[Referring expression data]
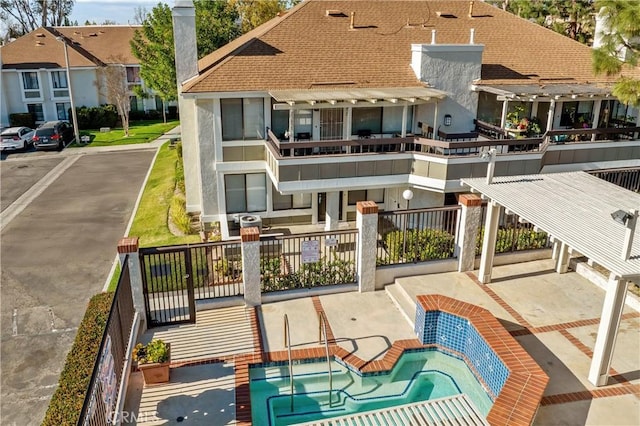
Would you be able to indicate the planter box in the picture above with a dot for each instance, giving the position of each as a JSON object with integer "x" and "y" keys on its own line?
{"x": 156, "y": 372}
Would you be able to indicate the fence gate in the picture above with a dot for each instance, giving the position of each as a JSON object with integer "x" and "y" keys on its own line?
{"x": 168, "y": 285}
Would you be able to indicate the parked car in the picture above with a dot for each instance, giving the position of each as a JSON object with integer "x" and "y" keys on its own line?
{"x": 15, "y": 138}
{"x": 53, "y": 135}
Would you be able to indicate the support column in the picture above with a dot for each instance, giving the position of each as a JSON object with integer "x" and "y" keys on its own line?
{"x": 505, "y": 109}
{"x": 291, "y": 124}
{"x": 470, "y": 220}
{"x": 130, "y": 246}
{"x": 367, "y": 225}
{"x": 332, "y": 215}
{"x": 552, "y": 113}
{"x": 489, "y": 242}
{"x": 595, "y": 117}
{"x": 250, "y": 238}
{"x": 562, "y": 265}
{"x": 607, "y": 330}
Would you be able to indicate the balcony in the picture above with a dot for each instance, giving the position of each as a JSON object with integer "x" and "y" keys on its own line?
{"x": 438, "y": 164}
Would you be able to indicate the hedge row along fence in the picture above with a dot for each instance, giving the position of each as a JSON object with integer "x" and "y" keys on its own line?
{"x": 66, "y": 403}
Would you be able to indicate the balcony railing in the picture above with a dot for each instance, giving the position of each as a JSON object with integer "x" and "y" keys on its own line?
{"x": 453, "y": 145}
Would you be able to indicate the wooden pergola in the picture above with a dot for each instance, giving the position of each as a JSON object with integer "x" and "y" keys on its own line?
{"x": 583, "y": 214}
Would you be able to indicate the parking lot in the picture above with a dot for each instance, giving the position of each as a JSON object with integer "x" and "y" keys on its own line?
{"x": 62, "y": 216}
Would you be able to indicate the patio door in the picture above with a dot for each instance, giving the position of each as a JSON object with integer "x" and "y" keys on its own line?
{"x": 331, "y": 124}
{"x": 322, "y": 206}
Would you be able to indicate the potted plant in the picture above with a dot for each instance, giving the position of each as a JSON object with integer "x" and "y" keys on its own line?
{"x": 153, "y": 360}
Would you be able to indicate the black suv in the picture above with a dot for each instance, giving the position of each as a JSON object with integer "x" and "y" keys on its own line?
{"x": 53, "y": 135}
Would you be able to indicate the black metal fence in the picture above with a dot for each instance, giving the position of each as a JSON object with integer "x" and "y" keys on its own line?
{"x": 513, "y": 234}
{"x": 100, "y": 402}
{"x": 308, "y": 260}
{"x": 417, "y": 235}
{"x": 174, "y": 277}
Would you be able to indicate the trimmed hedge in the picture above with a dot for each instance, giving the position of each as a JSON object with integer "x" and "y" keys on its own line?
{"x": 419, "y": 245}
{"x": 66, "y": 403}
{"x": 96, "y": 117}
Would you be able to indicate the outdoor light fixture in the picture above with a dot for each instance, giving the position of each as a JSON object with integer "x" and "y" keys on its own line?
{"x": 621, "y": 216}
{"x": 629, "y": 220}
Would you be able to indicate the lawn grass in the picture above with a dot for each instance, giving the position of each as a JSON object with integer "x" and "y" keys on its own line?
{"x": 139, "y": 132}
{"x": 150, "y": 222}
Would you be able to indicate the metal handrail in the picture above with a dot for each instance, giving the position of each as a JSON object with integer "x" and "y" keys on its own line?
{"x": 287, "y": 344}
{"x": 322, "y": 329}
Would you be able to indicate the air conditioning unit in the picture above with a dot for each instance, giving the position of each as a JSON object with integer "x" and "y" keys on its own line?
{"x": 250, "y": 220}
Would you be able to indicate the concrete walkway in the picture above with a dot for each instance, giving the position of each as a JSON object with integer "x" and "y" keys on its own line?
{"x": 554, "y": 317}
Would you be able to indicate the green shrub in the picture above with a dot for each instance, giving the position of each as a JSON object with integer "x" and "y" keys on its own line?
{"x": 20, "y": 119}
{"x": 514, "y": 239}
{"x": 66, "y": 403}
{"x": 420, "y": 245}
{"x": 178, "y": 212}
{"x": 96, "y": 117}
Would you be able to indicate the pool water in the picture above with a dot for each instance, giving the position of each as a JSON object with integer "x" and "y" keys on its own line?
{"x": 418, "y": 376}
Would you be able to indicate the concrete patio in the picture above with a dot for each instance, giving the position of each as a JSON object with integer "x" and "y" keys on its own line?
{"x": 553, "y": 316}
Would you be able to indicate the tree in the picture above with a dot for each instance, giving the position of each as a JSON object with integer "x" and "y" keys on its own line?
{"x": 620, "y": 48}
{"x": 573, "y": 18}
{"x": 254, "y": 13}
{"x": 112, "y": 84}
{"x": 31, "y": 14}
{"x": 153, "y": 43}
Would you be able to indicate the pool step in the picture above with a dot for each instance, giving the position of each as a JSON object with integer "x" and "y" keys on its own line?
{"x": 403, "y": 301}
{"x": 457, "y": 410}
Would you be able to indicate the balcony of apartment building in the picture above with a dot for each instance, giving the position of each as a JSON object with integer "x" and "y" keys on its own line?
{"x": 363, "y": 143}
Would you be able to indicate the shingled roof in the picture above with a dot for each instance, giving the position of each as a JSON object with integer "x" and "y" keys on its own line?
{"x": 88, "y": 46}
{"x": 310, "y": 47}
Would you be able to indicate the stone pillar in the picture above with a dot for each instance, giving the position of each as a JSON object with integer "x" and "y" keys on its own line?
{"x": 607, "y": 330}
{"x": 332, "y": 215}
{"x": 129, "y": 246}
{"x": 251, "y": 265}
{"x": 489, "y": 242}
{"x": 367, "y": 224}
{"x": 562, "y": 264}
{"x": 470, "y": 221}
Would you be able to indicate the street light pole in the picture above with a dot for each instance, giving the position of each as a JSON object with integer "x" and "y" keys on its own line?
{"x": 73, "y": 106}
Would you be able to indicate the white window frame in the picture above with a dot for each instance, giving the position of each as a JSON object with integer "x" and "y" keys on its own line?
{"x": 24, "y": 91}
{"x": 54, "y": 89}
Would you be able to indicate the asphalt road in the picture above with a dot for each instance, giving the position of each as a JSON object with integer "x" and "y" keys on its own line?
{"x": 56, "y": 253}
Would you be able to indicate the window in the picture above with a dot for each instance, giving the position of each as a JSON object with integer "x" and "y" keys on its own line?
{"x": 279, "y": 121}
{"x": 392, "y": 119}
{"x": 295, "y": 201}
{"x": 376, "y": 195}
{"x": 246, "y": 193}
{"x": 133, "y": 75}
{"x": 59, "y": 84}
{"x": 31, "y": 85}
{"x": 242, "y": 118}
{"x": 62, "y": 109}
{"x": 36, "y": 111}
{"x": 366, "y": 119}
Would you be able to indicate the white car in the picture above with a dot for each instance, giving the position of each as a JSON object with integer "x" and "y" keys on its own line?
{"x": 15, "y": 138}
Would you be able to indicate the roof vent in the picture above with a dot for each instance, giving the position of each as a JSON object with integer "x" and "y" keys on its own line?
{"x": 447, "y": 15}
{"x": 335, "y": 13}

» **Problem requirements**:
Apart from the pictures, return the records exactly.

» **Worked solution**:
Would you be able to indicate the planter box in the picture above with a dot for each instance, giving the position of each as a JSON object with integer "x" and "y" keys on its own line?
{"x": 156, "y": 372}
Would you be able to indicate the fence gate in the picture above with a dot for each instance, giving the position of each as a JSON object with integer "x" and "y" keys on its own line?
{"x": 168, "y": 285}
Would you be able to indicate the parked car in the picture above with a dot for each instance, giving the position of each as a JSON object with integer "x" and "y" keys on its own line?
{"x": 15, "y": 138}
{"x": 53, "y": 135}
Would you be able to indicate the support column in the picture above with a dot for each instance, giving the position of each as a JSON object with integer "x" and "y" keys on its own line?
{"x": 505, "y": 109}
{"x": 291, "y": 124}
{"x": 470, "y": 220}
{"x": 130, "y": 246}
{"x": 367, "y": 225}
{"x": 332, "y": 215}
{"x": 552, "y": 113}
{"x": 489, "y": 242}
{"x": 595, "y": 117}
{"x": 250, "y": 238}
{"x": 562, "y": 265}
{"x": 607, "y": 330}
Would you be able to indicate the balcony in the picture above with a dot for each instance, giving the position of each as a JSON object with integer "x" and "y" keys on its own line?
{"x": 438, "y": 164}
Would you be able to indicate the hedge row along fence in the picture above with a dot for each instance, giving the position of each as a JSON object with integer "x" and "y" keys on its own line?
{"x": 66, "y": 403}
Would you be able to indicate the balcony railing in the picture above with a dot for each instance, giving the position of each as a JSON object with integer "x" and "y" keys on its own line?
{"x": 453, "y": 145}
Would you be able to indicate the wooden pergola in the picture above with a dot for each instance, giving the position of each as a JSON object with integer "x" and "y" keys on its own line?
{"x": 583, "y": 214}
Would you be able to indicate the parking lot in the picture above with a dot for each instance, giving the position of each as a JSON object with integer "x" and "y" keys on its own line?
{"x": 62, "y": 216}
Would you be able to indicate the patio door in the picture above with a dot for each instance, giving the position of each as a JSON object with integer "x" and "y" keys on its own line?
{"x": 331, "y": 124}
{"x": 322, "y": 206}
Would you be able to indicate the potted plant in the picture above with a dot for each instance, giving the position of each as a JSON object with integer "x" and "y" keys on its own line?
{"x": 153, "y": 360}
Would you be able to indicate the black suv in the picture above with a dot for each instance, giving the position of each as a JSON object with integer "x" and "y" keys on its own line?
{"x": 53, "y": 135}
Would you be able to indicate the black metal fence in the picture above with a dot for each instance, giving the position of each as a JSON object with integer "x" and "y" keys on its own line?
{"x": 513, "y": 234}
{"x": 100, "y": 402}
{"x": 308, "y": 260}
{"x": 417, "y": 235}
{"x": 174, "y": 277}
Would you be able to indicate the trimmed hedge in the picture above with a dot for each instance, giving the position of each as a JSON object with integer "x" and "y" keys on its own line?
{"x": 419, "y": 245}
{"x": 66, "y": 403}
{"x": 96, "y": 117}
Would you be able to indicate the outdoor light fixture in the picture above with a dot for each instance, giving the position of each as a JSON object with integer "x" and "y" keys on its own line?
{"x": 621, "y": 216}
{"x": 629, "y": 220}
Would you be able to indicate the lawn grass in the picture above with a dot for each instance, giving the position of each as a JSON object with integer "x" and "y" keys on its own line?
{"x": 139, "y": 132}
{"x": 150, "y": 222}
Would you be able to indicate the metal handrail in the picture above with a dot for each instance, giving the position of each as a JSON object with integer "x" and "y" keys on its own line?
{"x": 287, "y": 344}
{"x": 322, "y": 329}
Would you be able to indicate the air conditioning unit in the picture above with a dot for each instance, giving the position of each as a JSON object with integer "x" and "y" keys on its own line?
{"x": 250, "y": 220}
Would you be able to indicate the concrete walkway in the picture above with a dot for each instance, giving the position of each as a JSON object with integer "x" and "y" keys on its own line?
{"x": 554, "y": 317}
Would you be able to indicate the green shrub in the picture above with a dot for each instance, giving the position of each as a JSON object with integer "x" and "y" keys on its own line?
{"x": 20, "y": 119}
{"x": 514, "y": 239}
{"x": 66, "y": 403}
{"x": 420, "y": 245}
{"x": 178, "y": 212}
{"x": 96, "y": 117}
Would you be able to indicate the pool water in the picture above with a dot for each instance, giving the position of each as a JSON object with integer "x" and "y" keys on its own line?
{"x": 418, "y": 376}
Would you be able to indicate the concrete patio in the picture above with a dot for each instance, giving the position of each as a JSON object with integer "x" and "y" keys on its own line?
{"x": 553, "y": 316}
Would you be able to indicate the tree in the picture above with a dot for each instance, giving the position of each as a JSON object with integer "x" and "y" keys on its own line?
{"x": 620, "y": 48}
{"x": 573, "y": 18}
{"x": 254, "y": 13}
{"x": 112, "y": 84}
{"x": 31, "y": 14}
{"x": 153, "y": 43}
Would you be able to indicate the pool step in the picture above with a dot for each instance, giving the position of each as a JSON object with integer "x" and "y" keys on its own line?
{"x": 403, "y": 301}
{"x": 457, "y": 410}
Would you be able to indicate the balcony of apartment building in the picture above with a dot for each instance, giving the position of each as a JSON object with integer "x" and "y" keys on its own line?
{"x": 363, "y": 143}
Would you be able to indicate the shingled roof in the picture above with a dot for each instance, giving the position of each as a JSON object with integer "x" and "y" keys on its own line?
{"x": 88, "y": 46}
{"x": 310, "y": 47}
Would you be able to indicate the stone pillar in the picture above with a dot for each instance, giving the position of each as a JSON object with integer "x" and "y" keys on its own line?
{"x": 607, "y": 330}
{"x": 332, "y": 215}
{"x": 129, "y": 246}
{"x": 251, "y": 265}
{"x": 489, "y": 242}
{"x": 367, "y": 224}
{"x": 562, "y": 264}
{"x": 470, "y": 221}
Would you be able to indicate the street light pole in the picture above with a dot for each instance, giving the position of each as a JSON object with integer "x" and "y" keys on its own line?
{"x": 73, "y": 106}
Would you be able to indicate the white window frame in the picture above with a dot for each instance, giving the position of each as a JSON object with integer "x" and "y" keys on its own line?
{"x": 24, "y": 91}
{"x": 54, "y": 89}
Would you be able to indicate the asphalt road in the picture above with a dot for each instance, giving the position of each as a JSON object with integer "x" and "y" keys on its own line?
{"x": 56, "y": 253}
Would you be able to indicate the window in the picture above with a dot for each instance, giving the position of each as a JSON object with integer "x" and "y" keys on its own line?
{"x": 279, "y": 121}
{"x": 392, "y": 119}
{"x": 295, "y": 201}
{"x": 376, "y": 195}
{"x": 246, "y": 193}
{"x": 133, "y": 75}
{"x": 59, "y": 84}
{"x": 31, "y": 85}
{"x": 242, "y": 118}
{"x": 62, "y": 109}
{"x": 36, "y": 111}
{"x": 366, "y": 119}
Would you be able to indicate the white car in the picture above with a dot for each instance, giving the position of each as a JSON object with integer "x" and "y" keys on its own line?
{"x": 15, "y": 138}
Would you be able to indicate the roof vent in the picture above with a dot for each instance, giving the position of each as a JSON object with integer "x" and "y" keys on its own line?
{"x": 447, "y": 15}
{"x": 335, "y": 13}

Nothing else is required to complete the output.